(Collected data entries)

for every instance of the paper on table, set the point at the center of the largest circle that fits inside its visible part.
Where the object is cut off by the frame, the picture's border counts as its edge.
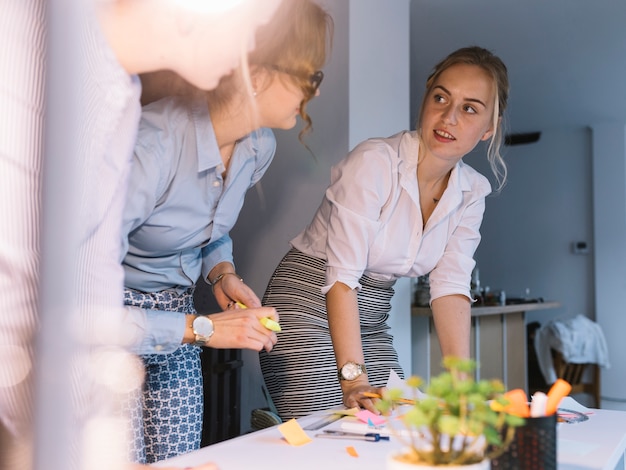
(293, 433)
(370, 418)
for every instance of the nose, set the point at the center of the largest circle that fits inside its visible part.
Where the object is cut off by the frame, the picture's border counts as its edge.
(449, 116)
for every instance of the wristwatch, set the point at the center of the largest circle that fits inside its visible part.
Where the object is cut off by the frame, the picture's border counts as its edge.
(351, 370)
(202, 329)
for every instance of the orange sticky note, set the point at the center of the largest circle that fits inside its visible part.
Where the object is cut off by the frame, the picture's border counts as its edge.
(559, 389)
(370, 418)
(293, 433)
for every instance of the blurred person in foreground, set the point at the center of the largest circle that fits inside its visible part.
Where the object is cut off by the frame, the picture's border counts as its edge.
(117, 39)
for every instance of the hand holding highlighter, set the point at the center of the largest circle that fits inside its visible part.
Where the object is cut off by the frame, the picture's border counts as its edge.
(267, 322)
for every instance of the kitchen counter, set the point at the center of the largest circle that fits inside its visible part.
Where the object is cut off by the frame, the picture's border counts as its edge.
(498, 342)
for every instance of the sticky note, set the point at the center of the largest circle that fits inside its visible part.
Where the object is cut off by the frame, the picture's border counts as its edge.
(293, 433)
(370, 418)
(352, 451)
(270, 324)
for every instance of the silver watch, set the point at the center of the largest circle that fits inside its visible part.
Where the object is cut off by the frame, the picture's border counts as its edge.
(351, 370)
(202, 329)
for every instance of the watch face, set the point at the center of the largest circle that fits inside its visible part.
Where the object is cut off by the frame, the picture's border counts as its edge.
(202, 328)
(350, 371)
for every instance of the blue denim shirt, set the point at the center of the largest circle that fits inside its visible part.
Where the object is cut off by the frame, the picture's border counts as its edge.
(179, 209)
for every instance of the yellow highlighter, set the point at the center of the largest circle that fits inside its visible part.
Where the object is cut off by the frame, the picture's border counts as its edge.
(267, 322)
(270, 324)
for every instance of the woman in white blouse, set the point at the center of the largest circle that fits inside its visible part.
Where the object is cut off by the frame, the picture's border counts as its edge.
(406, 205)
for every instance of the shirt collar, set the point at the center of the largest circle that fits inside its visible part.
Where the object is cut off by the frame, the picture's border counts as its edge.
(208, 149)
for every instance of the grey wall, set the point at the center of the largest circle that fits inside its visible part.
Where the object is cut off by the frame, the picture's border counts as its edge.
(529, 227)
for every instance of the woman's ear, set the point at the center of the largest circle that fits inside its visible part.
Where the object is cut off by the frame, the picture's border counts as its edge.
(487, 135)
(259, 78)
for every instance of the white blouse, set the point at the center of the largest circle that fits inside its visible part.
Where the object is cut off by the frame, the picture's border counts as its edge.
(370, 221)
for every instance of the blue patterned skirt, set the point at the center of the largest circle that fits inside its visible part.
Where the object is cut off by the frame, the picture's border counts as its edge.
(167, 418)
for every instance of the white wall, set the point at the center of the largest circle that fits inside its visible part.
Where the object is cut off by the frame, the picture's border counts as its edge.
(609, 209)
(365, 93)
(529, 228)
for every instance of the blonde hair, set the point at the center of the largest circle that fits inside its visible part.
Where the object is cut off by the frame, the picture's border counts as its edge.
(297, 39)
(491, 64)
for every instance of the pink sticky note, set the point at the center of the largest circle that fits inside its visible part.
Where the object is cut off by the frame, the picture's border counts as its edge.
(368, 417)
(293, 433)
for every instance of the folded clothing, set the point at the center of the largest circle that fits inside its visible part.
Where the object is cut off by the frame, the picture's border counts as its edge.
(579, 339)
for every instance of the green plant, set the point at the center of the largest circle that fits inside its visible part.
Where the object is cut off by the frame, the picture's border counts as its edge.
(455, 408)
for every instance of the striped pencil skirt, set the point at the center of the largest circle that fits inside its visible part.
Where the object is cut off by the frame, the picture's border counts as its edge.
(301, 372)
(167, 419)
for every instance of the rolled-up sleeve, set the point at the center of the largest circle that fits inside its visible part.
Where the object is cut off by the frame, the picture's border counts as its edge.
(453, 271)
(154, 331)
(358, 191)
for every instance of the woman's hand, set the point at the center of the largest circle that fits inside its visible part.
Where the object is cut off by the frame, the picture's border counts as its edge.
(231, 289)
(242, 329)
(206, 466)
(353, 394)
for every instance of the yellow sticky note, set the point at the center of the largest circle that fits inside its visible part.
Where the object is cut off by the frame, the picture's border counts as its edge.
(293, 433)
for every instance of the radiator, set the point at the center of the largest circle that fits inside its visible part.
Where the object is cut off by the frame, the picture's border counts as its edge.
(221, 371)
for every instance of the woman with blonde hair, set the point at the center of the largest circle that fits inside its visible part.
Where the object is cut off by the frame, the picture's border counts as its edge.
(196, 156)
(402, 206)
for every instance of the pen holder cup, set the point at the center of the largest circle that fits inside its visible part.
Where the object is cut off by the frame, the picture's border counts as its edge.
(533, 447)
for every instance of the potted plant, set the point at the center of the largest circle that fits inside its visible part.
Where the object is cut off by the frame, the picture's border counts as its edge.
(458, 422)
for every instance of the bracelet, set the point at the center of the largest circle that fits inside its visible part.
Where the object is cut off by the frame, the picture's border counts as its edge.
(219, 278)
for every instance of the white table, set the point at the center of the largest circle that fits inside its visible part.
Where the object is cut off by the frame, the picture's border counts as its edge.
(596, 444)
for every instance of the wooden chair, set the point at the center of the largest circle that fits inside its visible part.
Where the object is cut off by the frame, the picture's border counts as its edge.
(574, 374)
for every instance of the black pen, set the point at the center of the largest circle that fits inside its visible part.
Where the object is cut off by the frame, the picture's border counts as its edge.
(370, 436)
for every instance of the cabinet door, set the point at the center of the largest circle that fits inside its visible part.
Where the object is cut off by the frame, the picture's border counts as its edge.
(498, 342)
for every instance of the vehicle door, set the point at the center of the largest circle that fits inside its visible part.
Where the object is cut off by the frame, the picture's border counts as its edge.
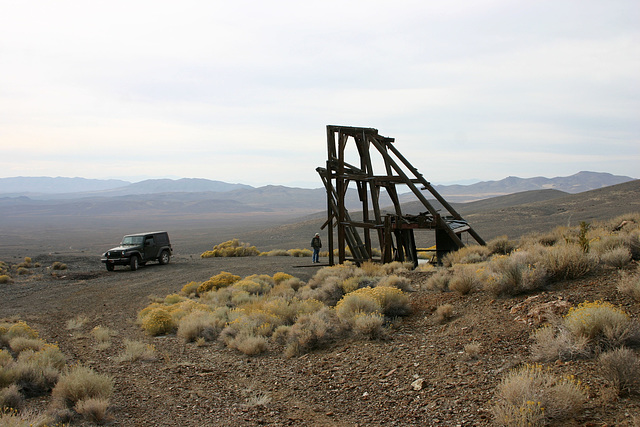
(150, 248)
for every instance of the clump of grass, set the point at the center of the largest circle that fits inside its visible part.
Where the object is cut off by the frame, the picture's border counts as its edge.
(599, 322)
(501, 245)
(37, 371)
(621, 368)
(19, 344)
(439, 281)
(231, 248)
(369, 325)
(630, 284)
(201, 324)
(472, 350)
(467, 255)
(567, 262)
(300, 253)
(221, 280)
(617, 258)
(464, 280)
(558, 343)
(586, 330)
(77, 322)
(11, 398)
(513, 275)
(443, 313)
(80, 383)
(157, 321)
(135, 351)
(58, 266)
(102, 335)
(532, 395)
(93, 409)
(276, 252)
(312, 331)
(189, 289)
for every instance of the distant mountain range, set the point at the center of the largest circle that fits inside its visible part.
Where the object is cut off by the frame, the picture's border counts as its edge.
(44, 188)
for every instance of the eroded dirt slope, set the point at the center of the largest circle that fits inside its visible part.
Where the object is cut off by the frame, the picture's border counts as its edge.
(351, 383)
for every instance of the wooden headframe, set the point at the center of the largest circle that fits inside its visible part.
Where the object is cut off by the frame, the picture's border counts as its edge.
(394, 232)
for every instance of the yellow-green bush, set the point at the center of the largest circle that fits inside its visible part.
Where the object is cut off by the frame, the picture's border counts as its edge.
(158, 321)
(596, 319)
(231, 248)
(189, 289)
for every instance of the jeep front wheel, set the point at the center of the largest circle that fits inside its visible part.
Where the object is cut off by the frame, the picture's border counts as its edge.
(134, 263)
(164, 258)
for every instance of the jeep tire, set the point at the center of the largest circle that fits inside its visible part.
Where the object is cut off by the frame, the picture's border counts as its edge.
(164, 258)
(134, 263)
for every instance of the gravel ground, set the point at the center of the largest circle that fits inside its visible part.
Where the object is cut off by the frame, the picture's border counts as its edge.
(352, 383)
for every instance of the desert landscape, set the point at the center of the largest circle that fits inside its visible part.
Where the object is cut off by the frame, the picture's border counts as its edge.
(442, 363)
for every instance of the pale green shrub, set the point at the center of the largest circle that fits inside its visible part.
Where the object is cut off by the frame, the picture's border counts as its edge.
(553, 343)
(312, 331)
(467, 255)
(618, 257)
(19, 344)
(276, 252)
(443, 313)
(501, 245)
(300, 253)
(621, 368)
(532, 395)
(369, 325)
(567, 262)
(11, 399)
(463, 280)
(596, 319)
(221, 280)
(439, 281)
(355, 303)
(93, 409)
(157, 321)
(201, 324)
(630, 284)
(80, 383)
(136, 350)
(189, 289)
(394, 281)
* * *
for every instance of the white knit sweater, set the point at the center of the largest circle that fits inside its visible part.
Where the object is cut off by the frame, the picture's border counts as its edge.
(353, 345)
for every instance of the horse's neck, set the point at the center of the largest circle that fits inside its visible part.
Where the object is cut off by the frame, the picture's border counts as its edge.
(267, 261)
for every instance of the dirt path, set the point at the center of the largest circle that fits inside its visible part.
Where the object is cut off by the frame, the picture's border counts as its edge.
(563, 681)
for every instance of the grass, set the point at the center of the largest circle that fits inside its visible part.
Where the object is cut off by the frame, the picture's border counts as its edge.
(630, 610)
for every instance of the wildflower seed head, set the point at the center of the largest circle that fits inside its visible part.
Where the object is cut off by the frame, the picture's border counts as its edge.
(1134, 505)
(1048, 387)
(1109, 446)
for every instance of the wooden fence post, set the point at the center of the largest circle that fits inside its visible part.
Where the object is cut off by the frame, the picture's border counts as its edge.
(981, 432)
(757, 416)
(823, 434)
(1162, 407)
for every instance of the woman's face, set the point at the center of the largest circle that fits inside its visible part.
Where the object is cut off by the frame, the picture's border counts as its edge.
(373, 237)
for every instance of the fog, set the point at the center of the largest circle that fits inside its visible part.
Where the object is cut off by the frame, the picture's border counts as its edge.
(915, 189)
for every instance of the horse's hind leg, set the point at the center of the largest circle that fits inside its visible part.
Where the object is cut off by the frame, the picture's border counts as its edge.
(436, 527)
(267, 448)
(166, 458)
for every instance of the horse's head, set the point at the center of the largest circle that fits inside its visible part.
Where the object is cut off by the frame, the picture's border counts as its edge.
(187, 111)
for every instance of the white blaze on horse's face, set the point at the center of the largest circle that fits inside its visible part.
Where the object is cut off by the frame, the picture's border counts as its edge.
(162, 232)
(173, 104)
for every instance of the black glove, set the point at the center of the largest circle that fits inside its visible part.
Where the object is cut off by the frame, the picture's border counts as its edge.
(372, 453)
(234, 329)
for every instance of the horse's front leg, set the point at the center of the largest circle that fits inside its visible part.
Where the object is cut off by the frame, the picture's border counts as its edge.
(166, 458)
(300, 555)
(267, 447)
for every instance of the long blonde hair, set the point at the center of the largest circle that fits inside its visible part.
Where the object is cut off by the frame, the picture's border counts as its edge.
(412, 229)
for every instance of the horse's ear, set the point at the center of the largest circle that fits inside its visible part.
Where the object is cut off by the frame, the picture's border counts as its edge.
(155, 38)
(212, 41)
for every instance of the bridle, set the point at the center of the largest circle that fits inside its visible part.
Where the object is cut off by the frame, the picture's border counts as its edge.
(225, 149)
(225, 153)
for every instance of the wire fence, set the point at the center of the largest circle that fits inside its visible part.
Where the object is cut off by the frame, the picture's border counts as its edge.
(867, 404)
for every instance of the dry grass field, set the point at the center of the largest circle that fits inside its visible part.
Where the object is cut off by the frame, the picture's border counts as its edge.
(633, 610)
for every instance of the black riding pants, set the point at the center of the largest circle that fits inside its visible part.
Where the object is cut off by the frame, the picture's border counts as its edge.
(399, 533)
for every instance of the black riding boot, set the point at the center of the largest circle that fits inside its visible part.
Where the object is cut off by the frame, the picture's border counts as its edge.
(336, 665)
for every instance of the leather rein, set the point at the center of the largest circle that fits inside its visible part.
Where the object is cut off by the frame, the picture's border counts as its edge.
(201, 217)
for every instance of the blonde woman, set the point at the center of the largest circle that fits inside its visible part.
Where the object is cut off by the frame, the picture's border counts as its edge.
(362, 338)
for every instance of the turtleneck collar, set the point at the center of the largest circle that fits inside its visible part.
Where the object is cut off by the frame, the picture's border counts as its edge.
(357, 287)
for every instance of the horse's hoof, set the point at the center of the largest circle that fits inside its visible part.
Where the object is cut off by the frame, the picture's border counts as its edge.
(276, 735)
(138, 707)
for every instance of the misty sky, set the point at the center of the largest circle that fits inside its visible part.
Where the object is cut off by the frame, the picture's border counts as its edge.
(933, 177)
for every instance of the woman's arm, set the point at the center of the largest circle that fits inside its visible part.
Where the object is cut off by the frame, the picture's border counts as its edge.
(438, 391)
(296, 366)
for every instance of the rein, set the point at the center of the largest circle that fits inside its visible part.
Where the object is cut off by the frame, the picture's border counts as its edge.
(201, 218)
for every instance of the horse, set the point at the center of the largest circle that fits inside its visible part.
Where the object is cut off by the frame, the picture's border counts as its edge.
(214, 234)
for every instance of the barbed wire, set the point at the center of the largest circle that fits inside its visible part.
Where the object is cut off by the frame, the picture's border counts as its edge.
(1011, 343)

YOUR OBJECTIVE:
Show every line of the listing above that contains the word "blue", with case counting.

EXERCISE OUTPUT:
for every instance of the blue denim shirt, set the point at the center of the largest circle that fits inside its visible part.
for every instance of the blue patterned skirt, set the point at the center of the largest circle that fits inside its visible part.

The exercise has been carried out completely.